▶ [WHAT YOU NEED TO DO]: Reproduce every one of the following records verbatim, line for line.

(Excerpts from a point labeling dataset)
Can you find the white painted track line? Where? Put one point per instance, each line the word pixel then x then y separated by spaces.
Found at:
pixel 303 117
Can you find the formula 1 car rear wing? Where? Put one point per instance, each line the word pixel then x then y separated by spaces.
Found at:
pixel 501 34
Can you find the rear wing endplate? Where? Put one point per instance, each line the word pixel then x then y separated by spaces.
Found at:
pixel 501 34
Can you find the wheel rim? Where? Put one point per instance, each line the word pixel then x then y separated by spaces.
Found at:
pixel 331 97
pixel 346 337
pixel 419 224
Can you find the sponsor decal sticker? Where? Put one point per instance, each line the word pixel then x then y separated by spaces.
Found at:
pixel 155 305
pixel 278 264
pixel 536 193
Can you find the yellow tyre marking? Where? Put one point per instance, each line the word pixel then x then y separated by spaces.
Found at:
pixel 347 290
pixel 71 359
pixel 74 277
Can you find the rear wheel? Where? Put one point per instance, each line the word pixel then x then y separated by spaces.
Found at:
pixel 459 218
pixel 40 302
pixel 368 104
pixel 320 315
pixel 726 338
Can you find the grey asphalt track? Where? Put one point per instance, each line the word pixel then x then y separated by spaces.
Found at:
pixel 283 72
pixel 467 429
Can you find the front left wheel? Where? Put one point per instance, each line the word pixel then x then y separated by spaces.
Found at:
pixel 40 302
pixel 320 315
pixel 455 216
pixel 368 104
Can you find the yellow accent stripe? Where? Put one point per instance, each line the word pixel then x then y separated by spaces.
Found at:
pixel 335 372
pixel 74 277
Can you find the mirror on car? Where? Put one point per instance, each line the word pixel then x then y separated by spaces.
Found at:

▶ [RESULT OF THE TASK]:
Can you find the white painted track line? Where? Put one point per instance, each line the word pixel then x then y separated by spaces.
Found at:
pixel 303 117
Can you find the formula 1 car rear wing? Where? Put one point per instance, each line the word pixel then x then y separated by spaces.
Found at:
pixel 501 34
Can you find the rear wing endplate? Where? Put one point per instance, each line the word pixel then x then y separated by spaces.
Found at:
pixel 501 34
Can you find the wheel rim? Where? Put one point per instance, each line the word pixel then x then y separated by spaces.
Found at:
pixel 331 97
pixel 346 337
pixel 419 224
Can you find the sponsor decal sticker? Where? Put one point per instance, each line the word pixel then x then y separated by spaces.
Found at:
pixel 155 305
pixel 278 264
pixel 536 193
Can you find the yellow tyre marking? Where? Put one point per instance, each line the word pixel then x then y separated by spaces.
Found at:
pixel 347 290
pixel 71 359
pixel 74 277
Can you find the rear wheel? Where? Put one point per instance, each line the word pixel then x then y separated by spaces.
Found at:
pixel 459 218
pixel 40 302
pixel 368 104
pixel 320 315
pixel 726 338
Can you find the grey asphalt track? Where? Put one point per instance, each line the word pixel then x then y separated by spaces.
Found at:
pixel 283 72
pixel 467 429
Can you find the front left wheel? Where? Put one point per instance, each line the word pixel then x then y separated by spaces.
Found at:
pixel 40 302
pixel 320 315
pixel 455 216
pixel 368 104
Can you find the yellow accent stripe? Where? Put one point per instance, each line the word pixel then x then y separated by spaces.
Found at:
pixel 335 372
pixel 74 277
Can you find the mirror on car? Where? Put one point per instance, each line the word pixel then x then y separated by spaces.
Found at:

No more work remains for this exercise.